Rewrite all of the rows below as a numbered list and omit the blank lines.

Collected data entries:
-*-*-
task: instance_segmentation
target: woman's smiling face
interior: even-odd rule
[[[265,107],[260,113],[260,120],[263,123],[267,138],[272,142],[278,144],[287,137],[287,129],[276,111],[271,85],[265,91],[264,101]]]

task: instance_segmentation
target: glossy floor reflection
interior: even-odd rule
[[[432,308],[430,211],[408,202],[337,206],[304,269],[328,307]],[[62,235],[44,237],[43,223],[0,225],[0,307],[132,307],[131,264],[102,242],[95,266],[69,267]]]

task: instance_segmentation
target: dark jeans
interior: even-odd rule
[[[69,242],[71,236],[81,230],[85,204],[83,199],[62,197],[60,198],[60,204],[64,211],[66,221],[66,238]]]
-*-*-
■ **EXERCISE SOLUTION**
1. task: instance_segmentation
2. target: woman's smiling face
3. interior: even-odd rule
4. [[[265,107],[260,113],[260,120],[263,123],[267,138],[272,142],[278,144],[287,137],[287,129],[276,111],[271,85],[265,91],[264,101]]]
5. task: instance_segmentation
6. target: glossy floor reflection
7. interior: even-odd rule
8. [[[432,308],[430,211],[408,202],[337,206],[304,269],[328,307]],[[62,235],[44,237],[43,223],[0,225],[0,307],[132,307],[131,264],[102,242],[95,266],[69,267]]]
9. task: instance_segmentation
10. target: dark jeans
11. interior: even-odd rule
12. [[[69,242],[71,236],[81,230],[85,204],[83,199],[62,197],[60,198],[60,204],[64,211],[66,221],[66,238]]]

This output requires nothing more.